• **AVAILABLE DATA**:
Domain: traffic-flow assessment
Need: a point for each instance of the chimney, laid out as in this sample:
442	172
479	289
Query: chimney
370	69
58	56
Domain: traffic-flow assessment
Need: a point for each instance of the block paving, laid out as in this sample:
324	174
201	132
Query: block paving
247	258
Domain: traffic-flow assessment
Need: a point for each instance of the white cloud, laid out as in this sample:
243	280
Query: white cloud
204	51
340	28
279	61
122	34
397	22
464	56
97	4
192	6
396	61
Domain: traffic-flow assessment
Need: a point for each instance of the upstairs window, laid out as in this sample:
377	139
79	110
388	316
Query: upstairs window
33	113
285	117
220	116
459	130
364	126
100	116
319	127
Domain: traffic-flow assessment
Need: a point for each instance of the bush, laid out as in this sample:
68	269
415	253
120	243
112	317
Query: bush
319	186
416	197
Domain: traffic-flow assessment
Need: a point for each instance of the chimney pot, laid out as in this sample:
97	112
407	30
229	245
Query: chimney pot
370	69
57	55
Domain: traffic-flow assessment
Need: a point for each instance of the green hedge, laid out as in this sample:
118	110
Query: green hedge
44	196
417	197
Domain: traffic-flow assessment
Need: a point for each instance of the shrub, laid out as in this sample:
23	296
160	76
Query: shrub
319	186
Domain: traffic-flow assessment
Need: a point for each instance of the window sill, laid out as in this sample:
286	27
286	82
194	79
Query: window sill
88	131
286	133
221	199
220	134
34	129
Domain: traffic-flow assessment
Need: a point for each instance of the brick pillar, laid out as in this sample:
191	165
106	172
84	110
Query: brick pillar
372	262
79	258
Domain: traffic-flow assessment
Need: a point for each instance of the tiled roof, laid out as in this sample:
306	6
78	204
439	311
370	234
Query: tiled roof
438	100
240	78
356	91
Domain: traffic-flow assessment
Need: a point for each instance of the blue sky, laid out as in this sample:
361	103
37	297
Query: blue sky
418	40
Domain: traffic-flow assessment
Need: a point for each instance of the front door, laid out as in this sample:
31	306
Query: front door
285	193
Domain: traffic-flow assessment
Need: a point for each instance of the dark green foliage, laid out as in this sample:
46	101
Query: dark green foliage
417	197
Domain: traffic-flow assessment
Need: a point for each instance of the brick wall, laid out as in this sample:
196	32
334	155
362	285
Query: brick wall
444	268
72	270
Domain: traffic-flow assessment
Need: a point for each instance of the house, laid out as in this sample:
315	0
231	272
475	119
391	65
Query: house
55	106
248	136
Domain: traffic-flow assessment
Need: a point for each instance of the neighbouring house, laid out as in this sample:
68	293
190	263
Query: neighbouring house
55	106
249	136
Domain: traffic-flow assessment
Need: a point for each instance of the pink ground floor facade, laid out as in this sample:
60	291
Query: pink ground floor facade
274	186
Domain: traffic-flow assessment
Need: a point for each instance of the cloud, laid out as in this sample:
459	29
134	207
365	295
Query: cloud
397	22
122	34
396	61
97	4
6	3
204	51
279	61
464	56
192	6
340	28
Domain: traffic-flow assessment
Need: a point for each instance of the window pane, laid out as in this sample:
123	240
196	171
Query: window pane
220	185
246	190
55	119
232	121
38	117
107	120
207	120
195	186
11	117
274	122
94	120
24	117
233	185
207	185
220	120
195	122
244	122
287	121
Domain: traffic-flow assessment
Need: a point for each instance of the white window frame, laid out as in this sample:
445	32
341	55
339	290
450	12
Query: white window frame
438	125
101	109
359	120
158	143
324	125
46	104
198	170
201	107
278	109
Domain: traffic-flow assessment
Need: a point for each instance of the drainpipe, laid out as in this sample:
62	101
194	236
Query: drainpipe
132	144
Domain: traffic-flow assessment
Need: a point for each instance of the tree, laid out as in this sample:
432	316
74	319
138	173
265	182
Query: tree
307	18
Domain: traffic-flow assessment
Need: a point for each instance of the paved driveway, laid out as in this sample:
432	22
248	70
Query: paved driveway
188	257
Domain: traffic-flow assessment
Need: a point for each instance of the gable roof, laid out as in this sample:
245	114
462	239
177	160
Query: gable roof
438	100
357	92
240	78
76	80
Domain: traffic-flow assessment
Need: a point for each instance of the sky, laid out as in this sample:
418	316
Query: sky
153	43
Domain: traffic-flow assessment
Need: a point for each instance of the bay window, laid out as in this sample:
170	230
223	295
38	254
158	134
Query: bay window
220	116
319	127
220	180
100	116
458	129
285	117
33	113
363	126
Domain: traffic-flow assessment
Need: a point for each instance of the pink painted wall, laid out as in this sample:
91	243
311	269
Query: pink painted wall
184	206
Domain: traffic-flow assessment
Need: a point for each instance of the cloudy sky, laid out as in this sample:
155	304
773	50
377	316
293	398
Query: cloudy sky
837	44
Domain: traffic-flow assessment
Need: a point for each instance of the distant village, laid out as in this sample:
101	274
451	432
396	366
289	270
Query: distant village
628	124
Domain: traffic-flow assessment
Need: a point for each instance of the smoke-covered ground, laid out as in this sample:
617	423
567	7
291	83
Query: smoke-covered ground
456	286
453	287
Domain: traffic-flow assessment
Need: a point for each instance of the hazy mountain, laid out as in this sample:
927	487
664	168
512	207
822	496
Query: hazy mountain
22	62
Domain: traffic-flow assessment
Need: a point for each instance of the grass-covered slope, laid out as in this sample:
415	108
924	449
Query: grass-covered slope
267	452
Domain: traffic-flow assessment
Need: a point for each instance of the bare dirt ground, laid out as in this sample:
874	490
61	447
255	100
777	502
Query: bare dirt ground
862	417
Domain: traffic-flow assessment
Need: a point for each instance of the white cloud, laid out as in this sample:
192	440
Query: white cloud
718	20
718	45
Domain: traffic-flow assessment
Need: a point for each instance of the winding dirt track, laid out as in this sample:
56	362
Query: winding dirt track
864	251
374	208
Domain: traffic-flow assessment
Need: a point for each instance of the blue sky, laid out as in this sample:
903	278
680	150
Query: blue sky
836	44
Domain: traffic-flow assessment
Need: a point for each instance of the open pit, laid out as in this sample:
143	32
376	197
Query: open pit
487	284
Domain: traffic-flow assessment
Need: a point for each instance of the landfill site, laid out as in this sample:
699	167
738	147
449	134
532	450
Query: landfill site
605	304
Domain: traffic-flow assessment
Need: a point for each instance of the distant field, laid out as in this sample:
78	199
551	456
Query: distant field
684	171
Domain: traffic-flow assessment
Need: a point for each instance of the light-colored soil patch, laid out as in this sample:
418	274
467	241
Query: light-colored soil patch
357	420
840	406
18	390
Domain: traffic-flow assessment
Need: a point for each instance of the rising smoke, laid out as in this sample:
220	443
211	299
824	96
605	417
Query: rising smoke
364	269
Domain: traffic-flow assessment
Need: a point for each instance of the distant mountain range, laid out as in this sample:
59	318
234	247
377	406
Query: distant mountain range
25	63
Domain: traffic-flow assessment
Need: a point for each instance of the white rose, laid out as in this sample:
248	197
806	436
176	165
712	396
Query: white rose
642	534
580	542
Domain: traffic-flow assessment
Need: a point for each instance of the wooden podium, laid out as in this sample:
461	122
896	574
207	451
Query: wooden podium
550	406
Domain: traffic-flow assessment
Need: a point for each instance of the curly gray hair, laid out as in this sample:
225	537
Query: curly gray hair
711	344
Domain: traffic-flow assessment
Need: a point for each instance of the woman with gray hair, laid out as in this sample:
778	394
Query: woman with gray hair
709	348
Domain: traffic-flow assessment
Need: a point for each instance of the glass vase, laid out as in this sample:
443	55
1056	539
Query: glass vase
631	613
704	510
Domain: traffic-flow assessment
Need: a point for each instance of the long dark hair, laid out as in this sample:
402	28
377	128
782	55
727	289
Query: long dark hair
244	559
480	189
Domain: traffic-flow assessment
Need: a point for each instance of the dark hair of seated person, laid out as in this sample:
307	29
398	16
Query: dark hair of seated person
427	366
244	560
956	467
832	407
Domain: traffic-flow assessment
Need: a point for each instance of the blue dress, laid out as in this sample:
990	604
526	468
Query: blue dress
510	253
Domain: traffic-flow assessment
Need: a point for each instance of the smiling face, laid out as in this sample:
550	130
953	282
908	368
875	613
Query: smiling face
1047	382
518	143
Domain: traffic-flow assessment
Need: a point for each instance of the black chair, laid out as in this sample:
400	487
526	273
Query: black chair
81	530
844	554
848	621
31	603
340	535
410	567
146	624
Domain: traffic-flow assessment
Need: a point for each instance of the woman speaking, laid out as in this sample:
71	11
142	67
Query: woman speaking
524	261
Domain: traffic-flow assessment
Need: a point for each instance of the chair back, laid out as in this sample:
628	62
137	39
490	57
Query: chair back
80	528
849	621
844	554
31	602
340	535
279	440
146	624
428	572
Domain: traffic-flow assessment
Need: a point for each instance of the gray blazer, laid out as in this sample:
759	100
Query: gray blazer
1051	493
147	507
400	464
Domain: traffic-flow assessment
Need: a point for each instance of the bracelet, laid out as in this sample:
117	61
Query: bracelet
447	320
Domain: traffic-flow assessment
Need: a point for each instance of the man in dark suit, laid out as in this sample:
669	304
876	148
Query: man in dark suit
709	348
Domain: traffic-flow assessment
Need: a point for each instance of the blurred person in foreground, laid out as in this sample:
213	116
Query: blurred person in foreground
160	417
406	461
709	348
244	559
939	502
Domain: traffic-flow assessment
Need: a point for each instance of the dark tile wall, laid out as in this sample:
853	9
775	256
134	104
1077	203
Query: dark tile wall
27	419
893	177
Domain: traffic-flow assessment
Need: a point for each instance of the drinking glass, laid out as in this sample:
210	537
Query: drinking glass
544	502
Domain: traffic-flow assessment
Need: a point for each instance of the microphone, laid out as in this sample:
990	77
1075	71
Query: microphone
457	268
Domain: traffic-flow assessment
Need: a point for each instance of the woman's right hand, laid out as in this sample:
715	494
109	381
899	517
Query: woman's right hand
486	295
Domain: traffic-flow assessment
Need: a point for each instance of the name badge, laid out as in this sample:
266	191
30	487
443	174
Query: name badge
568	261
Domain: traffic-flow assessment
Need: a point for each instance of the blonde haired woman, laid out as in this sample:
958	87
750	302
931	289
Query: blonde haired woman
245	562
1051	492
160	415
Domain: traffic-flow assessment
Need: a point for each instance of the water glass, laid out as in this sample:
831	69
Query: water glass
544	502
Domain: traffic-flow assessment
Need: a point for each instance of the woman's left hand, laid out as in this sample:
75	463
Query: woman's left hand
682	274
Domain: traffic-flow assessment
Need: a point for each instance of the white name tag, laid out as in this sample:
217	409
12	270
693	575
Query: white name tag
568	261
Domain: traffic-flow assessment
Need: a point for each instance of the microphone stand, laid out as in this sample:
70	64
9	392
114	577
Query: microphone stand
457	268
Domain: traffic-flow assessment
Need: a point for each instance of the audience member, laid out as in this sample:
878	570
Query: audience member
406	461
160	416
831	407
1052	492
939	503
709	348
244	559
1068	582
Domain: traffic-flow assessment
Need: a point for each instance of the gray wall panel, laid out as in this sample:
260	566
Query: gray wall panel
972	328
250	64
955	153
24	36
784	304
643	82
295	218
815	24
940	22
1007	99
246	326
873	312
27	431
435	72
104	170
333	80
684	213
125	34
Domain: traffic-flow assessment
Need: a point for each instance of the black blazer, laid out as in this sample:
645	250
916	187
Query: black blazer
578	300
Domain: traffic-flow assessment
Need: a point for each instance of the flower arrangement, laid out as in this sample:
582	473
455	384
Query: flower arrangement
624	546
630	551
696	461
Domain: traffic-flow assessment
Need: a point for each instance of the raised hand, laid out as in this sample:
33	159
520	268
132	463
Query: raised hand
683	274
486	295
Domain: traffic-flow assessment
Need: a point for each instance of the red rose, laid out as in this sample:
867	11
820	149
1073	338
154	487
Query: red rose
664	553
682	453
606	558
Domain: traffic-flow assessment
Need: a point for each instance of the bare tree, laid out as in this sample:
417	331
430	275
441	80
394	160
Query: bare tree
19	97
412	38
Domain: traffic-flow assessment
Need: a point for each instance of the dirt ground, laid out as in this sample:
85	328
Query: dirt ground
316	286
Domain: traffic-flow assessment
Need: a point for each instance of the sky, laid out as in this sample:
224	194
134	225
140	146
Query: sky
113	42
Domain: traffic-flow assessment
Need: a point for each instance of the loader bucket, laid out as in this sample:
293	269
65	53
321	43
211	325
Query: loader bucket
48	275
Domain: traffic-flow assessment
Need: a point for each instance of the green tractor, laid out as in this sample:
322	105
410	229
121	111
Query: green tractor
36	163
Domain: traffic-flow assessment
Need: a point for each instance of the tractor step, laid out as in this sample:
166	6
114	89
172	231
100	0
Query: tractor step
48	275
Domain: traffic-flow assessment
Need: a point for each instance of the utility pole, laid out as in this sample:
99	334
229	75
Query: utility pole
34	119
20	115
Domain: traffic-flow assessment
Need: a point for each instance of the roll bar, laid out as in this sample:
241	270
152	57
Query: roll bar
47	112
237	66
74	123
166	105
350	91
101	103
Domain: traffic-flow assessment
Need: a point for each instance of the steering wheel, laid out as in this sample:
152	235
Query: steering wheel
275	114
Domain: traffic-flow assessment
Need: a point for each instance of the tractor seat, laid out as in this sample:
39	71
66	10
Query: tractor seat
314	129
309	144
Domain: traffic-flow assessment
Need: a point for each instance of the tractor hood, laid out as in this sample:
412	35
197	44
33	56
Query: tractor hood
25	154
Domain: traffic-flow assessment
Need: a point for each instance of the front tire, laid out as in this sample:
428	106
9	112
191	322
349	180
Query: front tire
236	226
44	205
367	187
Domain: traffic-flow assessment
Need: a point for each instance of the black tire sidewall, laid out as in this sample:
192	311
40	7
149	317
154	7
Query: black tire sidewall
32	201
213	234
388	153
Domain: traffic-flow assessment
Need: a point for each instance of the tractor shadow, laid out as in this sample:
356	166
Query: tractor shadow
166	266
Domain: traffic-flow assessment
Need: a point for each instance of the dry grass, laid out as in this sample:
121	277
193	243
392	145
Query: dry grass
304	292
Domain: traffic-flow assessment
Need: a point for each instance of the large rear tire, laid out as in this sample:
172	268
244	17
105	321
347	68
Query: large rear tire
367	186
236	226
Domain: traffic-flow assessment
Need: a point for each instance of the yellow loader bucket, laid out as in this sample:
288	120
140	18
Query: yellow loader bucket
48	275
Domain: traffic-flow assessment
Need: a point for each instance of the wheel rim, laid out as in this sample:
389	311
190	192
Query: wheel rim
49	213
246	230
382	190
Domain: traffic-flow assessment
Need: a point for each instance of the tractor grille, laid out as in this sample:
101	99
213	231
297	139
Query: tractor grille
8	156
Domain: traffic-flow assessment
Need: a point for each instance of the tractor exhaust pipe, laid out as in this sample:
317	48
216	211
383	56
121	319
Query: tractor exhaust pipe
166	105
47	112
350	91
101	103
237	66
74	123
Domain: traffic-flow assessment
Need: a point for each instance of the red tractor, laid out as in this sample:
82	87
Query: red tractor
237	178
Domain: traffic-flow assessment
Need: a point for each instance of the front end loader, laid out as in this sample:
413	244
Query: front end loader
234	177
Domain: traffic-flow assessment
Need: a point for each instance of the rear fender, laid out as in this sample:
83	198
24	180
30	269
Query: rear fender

• **EXERCISE DIRECTIONS**: Take each line of the material above that holds the string "fender" and copy it.

• **RESPONSE TO THIS EXERCISE**:
Need: a point for each instance of the rear fender, laid out as in this sample:
Query: rear fender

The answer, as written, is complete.